Raymond J Baer (pictured), founding family member and chairman of Julius Baer Group Ltd, launched an impassioned defence of Switzerland as a financial centre at the company's AGM yesterday, but predicted that lessons learned by investors from the financial crisis would not be remembered in the future.
Declaring himself "quite pleased" with the performance of the Group's AUM in 2009, Baer nevertheless said things were not now back to normal. "The world has changed in the last two to three years. The tremors connected with this change have opened deep rifts. The quasi-bankruptcy of the Greek state is only the tip of the iceberg," he explained.
Given this, he said it was "remarkable" that Switzerland was able to reduce its public debt and had exited the financial crisis in a "relatively stronger shape". However, he accused others of being envious of Switzerland's success and causing "intrigue, confusion and vile intent."
In particular he named the OECD for its attempts to define tax evasion as a precursor to money laundering.
However, he also lamented the feeble efforts of the Swiss government to defend the country from "blunt and well-coordinated attacks" against Switzerland as a business location. "Many people are very concerned about the damage to our reputation," he said, stating that "Switzerland bashing" was now an acceptable practice.

Pointing dataset records
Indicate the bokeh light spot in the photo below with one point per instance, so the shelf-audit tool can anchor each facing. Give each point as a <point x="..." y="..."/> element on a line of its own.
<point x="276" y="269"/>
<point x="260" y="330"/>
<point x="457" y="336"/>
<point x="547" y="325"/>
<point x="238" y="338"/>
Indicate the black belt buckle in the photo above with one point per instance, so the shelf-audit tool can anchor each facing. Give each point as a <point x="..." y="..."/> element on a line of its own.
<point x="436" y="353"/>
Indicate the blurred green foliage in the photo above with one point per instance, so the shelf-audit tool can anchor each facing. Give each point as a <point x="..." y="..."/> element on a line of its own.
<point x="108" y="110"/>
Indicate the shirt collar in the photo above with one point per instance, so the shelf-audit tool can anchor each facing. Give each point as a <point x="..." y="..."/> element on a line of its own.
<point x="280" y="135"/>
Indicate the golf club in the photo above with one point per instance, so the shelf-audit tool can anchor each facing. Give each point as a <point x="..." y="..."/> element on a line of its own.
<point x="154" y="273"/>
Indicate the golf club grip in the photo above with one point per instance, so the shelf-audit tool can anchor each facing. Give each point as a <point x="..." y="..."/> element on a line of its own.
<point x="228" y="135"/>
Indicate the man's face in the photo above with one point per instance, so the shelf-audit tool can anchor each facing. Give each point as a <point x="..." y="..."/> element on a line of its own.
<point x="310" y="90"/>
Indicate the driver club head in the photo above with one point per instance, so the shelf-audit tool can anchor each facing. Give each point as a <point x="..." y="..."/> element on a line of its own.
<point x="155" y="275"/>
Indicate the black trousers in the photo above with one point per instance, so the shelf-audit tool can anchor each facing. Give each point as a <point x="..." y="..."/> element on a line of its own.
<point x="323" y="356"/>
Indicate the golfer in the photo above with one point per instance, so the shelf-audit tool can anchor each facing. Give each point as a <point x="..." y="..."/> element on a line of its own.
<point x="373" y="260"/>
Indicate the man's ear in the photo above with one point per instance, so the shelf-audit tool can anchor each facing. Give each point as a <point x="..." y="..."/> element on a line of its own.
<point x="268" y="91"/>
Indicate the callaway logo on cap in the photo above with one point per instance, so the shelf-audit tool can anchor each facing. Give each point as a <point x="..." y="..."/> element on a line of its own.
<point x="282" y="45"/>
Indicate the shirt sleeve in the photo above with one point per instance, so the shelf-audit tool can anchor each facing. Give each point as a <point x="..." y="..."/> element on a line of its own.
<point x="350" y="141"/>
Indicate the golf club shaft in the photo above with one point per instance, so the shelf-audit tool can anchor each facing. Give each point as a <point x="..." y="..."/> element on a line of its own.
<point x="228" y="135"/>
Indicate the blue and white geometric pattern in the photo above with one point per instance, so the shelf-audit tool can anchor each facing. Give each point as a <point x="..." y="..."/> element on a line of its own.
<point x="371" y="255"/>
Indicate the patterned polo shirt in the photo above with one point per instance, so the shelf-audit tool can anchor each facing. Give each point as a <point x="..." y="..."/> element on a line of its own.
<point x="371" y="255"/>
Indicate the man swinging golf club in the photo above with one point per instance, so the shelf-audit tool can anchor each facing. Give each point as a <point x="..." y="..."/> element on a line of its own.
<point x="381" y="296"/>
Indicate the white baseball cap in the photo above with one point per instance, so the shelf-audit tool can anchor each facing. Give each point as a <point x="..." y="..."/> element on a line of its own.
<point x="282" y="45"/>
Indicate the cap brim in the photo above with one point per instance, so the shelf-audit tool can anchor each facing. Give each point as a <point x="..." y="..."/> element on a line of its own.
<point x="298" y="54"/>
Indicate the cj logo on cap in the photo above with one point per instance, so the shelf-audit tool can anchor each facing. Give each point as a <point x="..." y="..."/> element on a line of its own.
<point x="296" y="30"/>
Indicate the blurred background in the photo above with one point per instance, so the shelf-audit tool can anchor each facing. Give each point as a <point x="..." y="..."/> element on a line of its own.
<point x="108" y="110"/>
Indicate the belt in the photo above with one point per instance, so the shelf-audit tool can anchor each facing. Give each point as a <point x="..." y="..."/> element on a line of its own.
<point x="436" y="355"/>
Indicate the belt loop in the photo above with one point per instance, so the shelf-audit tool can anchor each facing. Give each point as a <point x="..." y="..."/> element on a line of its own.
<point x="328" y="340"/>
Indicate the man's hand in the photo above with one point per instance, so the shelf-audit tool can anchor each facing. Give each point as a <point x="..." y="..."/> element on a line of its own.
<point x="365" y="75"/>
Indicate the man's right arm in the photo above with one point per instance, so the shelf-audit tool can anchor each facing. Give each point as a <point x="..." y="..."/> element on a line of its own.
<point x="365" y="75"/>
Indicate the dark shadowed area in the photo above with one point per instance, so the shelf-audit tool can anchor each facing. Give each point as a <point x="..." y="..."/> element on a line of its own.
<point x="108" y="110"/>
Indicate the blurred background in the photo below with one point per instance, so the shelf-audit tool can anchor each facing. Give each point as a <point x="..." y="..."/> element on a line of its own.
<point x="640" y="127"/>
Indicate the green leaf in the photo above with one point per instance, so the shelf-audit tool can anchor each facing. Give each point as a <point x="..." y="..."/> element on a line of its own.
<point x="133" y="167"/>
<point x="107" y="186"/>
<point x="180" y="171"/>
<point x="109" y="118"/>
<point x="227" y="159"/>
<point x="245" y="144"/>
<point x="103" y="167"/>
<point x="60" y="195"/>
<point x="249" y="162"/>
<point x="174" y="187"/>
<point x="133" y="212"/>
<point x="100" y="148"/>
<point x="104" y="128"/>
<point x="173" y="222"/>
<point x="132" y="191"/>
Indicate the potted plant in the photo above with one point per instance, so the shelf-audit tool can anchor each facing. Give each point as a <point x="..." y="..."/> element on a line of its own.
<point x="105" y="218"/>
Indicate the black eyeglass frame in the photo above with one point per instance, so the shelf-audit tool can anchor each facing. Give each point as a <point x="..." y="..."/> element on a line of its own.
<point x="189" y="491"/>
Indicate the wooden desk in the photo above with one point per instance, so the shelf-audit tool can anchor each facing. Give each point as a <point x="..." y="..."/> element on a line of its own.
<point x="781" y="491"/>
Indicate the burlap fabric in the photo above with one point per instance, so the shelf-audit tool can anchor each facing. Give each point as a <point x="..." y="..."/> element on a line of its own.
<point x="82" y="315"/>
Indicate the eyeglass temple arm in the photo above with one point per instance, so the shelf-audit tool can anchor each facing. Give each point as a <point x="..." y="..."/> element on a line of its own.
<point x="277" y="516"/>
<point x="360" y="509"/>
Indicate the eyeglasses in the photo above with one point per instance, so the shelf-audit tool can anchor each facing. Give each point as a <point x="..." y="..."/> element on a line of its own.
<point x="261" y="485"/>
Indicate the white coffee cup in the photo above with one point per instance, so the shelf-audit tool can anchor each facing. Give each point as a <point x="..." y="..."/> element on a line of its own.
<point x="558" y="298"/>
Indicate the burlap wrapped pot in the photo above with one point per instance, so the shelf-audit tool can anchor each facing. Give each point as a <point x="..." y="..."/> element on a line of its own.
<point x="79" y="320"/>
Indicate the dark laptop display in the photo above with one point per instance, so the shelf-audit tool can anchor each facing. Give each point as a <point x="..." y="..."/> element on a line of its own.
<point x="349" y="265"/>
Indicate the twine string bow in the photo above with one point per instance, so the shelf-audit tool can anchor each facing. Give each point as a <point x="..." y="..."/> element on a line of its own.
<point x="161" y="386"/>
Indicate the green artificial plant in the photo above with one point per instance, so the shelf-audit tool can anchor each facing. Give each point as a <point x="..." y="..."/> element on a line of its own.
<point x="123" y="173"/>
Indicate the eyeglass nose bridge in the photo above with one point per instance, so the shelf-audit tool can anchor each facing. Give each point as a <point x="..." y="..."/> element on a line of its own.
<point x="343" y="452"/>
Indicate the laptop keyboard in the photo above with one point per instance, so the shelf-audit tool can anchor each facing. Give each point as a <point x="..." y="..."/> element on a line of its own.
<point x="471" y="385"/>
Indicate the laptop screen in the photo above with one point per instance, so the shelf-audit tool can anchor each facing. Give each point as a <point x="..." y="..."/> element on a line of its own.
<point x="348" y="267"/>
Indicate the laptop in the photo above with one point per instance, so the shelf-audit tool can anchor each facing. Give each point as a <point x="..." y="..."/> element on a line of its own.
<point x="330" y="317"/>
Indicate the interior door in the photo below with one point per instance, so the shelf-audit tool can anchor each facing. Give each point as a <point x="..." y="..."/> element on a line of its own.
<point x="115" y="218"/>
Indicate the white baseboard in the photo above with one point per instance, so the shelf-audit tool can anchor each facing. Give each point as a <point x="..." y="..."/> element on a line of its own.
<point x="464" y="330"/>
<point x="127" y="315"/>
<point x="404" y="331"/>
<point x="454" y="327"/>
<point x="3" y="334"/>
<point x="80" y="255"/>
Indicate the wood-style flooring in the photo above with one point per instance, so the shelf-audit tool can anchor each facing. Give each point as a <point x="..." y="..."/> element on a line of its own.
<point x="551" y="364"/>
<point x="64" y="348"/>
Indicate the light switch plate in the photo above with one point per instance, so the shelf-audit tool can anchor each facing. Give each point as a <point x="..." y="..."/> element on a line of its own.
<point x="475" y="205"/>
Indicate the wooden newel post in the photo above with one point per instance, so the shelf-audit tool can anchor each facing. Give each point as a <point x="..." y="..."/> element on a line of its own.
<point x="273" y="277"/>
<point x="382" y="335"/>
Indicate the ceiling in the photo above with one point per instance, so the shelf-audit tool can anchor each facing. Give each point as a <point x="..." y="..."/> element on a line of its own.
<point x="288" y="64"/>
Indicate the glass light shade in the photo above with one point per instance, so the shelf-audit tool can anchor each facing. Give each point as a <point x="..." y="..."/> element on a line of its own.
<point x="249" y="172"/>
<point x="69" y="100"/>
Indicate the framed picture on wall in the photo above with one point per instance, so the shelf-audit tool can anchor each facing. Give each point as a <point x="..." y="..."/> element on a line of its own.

### Written request 1:
In the Julius Baer AGM article, which organization did Baer name for trying to define tax evasion as a precursor to money laundering?
### Written request 2:
Reproduce a passage from the Julius Baer AGM article, starting at the words "Given this, he" and stopping after "to money laundering.".

### Final result 1:
The OECD.

### Final result 2:
Given this, he said it was "remarkable" that Switzerland was able to reduce its public debt and had exited the financial crisis in a "relatively stronger shape". However, he accused others of being envious of Switzerland's success and causing "intrigue, confusion and vile intent."
In particular he named the OECD for its attempts to define tax evasion as a precursor to money laundering.